— BEGIN TEXT PASSAGE —
Revision Tips for Writers

 

We can all agree writing is a joy. It’s fun and many of us make our living doing it. But, there are parts of the publishing aspect that can be frustrating and difficult. Most of us find revision to be the most difficult hurdle. “I like it the way it is. Everything there is important and I don’t see anything that needs changing.” How many of us have approached the revision process with that mindset? I think we all have, at times. In other words, you are not alone.

Although I am an editor as well as a writer, I don’t find revising my work to be easy. However, I’ve collected tidbits of advice from several writers and editors. I’ve found them helpful, so I’m sharing them here:

  1. Revise big stuff first, make small edits later. This doesn’t mean you should not correct obvious typos and grammar errors as you notice them. However, you shouldn’t be actively tinkering with word choice until after you’ve nailed down the structure of your piece.
— END TEXT PASSAGE —
> [SHORT TASK 1] Gather every line of the records below that contains the string "cloud", and copy each one in full.
> [SHORT TASK 2] Proceed with the piece on revision tips for writers, picking up right after its final sentence.
— BEGIN DATA SUPPLIED —
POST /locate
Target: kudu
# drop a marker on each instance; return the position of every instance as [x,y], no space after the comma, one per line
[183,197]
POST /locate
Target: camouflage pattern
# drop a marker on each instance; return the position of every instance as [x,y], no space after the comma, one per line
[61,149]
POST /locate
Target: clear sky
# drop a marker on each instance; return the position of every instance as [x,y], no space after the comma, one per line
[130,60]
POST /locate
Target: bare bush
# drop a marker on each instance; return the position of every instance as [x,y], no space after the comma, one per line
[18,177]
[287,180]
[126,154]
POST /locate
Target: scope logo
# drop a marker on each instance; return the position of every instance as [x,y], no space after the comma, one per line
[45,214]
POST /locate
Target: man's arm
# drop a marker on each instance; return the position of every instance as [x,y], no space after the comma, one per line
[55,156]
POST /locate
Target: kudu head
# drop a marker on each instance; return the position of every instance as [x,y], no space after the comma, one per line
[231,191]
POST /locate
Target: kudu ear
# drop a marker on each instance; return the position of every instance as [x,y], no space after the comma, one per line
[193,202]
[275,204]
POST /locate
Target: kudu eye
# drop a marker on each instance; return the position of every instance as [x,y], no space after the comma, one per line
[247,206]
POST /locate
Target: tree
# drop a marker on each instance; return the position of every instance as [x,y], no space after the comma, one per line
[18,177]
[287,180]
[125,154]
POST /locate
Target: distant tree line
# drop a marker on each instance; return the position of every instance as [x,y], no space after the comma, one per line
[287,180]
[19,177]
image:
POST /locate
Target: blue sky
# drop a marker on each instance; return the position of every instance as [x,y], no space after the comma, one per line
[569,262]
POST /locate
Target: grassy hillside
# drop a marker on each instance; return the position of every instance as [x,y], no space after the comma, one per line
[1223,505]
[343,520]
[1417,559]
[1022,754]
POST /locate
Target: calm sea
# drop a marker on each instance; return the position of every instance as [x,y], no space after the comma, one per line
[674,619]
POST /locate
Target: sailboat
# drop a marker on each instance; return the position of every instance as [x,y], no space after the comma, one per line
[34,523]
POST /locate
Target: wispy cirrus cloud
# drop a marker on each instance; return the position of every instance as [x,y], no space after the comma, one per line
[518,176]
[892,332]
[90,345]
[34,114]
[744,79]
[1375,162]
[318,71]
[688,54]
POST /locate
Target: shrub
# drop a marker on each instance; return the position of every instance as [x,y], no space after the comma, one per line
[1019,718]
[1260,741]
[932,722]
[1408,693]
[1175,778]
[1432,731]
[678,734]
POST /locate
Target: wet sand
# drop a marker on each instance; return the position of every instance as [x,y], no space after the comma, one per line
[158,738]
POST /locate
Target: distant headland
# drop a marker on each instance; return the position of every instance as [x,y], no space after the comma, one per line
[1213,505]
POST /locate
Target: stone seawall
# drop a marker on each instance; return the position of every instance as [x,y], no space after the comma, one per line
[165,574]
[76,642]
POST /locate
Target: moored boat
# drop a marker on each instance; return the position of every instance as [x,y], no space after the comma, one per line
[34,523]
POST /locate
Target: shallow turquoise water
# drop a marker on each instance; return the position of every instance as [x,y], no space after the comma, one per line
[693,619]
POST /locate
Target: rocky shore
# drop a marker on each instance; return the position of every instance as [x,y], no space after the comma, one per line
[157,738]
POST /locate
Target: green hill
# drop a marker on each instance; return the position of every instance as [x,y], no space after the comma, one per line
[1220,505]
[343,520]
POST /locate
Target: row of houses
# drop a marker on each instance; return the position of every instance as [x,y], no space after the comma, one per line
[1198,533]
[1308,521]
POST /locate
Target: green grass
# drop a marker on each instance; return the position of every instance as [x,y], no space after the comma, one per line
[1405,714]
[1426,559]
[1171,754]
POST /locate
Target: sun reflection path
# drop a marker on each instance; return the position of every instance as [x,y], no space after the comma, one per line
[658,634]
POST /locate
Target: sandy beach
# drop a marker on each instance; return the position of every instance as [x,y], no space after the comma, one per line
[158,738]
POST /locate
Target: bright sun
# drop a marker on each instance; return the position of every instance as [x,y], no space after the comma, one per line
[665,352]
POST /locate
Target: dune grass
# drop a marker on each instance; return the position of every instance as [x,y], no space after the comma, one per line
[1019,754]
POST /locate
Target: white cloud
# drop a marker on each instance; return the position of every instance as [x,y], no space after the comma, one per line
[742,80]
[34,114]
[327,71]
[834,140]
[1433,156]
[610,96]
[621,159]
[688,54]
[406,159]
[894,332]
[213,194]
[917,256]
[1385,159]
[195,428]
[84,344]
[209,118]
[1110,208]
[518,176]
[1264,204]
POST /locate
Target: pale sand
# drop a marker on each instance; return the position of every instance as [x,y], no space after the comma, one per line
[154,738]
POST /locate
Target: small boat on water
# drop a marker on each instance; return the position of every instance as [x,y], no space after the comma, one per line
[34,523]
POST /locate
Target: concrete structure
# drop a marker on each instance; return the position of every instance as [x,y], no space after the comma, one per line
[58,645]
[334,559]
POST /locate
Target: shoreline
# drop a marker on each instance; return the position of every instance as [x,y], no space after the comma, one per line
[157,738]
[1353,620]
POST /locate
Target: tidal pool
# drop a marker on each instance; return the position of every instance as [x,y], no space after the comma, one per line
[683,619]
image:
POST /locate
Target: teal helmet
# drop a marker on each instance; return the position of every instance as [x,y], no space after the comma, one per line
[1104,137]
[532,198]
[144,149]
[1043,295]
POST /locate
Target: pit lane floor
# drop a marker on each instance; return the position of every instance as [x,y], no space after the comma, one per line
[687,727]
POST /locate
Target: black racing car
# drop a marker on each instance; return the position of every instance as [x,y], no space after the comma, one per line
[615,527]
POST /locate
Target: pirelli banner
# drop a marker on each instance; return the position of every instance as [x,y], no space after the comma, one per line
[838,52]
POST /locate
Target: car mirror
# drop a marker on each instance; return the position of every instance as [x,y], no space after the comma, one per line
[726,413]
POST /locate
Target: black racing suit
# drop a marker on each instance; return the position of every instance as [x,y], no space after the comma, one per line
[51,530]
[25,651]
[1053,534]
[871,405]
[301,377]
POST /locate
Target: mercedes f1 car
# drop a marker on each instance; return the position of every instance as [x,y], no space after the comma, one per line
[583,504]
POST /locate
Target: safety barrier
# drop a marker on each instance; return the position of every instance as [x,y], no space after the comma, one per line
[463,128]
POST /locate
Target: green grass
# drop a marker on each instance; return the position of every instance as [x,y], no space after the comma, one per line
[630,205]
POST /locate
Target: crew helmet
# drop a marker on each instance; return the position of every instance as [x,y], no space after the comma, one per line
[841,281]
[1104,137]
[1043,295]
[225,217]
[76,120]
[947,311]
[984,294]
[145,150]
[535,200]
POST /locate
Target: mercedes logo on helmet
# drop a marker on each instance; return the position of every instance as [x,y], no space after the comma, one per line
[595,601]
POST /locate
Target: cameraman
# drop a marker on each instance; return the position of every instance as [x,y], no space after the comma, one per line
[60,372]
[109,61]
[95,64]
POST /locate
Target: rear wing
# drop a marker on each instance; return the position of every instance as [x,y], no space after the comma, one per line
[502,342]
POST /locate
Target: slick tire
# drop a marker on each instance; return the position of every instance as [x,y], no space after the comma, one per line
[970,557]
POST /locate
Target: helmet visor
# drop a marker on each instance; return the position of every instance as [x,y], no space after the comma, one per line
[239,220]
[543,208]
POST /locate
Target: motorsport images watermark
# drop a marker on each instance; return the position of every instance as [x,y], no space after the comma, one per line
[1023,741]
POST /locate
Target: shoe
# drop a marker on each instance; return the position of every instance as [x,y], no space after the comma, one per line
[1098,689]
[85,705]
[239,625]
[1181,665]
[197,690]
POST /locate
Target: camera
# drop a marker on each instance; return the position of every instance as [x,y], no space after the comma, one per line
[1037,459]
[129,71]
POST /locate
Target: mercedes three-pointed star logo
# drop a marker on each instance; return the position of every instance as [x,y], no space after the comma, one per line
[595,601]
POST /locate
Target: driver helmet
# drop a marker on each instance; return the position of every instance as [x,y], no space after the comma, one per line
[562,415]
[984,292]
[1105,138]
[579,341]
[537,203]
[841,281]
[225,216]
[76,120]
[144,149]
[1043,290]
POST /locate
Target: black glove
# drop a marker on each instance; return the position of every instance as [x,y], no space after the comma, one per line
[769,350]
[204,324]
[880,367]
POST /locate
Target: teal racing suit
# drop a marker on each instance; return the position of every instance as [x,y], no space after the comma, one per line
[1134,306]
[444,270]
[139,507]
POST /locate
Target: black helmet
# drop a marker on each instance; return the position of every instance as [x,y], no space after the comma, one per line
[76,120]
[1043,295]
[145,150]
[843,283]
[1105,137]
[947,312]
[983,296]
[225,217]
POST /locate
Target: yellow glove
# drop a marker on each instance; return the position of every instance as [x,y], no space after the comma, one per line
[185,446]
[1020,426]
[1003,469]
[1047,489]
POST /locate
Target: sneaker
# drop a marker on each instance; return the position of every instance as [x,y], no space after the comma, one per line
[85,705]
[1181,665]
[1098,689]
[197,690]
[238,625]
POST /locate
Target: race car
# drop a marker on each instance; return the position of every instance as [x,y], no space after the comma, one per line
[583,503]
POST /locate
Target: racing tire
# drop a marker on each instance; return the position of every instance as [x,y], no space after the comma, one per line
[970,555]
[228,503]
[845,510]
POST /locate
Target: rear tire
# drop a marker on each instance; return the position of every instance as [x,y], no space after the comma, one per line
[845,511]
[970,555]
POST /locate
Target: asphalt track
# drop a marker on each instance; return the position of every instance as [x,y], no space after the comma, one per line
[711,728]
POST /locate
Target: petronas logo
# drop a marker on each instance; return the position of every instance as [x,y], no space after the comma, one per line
— END DATA SUPPLIED —
> [RIGHT ANSWER 1]
Target: wispy cirrus cloud
Target: white cloud

> [RIGHT ANSWER 2]
  2. Put the manuscript down and walk away. Writers need at least a little distance from their manuscripts before jumping into revision.
  3. Scan the whole manuscript without reading. Scanning can make big problems more obvious than a writer might not notice when reading closely.
  4. Read carefully. Take your time and read every word. Then, read it out loud. This will help you catch obvious errors and check for smoothness or the “flow.”
  5.  Look for ways to be more concise with your language. Can you turn a 15-word sentence into an 8-word sentence? Can you turn an 8-sentence paragraph into a 5-sentence paragraph? Less almost always means more for the reader.
  6. Use active voice over passive voice. There may be occasions for using passive voice, but for the most part be active.
  7. Vary sentence structure. Don’t fall into the trap of always writing: Noun + Verb + Noun = Sentence. Even if it’s grammatically correct, using the same pattern over and over again will make your manuscript boring. Don’t feel like you have to be creative with every sentence; just check that you’re not falling into a monotonous pattern.
  8. Save each round of revisions as its own file. Start with the first draft. Then, the second draft. Then, the third draft and so on. Saving these files provides a record of your changes and shows your development of the story.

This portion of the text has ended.